* Problem statement *
Needed from the data below: all lines that contain the word "grass".

** Data for analysis follows **

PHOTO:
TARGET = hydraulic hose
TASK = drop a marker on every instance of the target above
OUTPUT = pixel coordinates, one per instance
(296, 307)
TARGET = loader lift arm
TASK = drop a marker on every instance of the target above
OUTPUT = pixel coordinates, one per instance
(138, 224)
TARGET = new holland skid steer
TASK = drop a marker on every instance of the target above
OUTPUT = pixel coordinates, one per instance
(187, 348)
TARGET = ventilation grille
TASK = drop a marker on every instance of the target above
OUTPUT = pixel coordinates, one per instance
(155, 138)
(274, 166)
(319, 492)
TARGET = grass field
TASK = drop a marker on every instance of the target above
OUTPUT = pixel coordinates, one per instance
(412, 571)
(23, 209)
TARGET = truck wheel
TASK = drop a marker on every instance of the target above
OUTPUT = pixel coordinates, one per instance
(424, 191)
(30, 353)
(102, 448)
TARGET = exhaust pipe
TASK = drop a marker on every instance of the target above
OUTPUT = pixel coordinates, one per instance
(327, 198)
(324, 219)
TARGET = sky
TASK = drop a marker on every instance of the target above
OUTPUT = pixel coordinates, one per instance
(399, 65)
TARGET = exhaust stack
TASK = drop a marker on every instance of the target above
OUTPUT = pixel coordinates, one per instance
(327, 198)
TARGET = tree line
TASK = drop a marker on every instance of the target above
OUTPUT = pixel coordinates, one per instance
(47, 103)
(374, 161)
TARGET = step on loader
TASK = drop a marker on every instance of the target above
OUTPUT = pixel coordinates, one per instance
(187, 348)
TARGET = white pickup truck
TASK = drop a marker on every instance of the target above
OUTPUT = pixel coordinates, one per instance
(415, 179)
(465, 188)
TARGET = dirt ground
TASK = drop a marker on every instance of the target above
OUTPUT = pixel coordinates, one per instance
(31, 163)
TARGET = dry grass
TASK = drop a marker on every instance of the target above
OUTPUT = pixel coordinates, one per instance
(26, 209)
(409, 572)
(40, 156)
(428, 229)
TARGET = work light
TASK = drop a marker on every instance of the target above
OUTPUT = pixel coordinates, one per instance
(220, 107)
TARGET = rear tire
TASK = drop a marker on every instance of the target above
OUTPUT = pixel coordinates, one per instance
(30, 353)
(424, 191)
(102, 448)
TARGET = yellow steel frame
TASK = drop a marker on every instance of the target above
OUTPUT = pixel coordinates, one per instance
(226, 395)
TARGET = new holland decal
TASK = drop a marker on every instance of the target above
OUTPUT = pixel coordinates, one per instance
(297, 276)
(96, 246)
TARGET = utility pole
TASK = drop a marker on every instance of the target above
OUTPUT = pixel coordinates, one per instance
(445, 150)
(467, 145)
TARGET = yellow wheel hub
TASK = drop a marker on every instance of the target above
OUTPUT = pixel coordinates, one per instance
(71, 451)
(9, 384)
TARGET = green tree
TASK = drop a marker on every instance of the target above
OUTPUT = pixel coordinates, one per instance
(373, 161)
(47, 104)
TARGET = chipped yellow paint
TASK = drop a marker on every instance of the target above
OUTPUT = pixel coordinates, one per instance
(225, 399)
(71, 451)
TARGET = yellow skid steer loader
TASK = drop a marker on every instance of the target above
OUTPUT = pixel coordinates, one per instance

** End of Data for analysis **

* Result of the task *
TARGET = grass field
TARGET = dry grass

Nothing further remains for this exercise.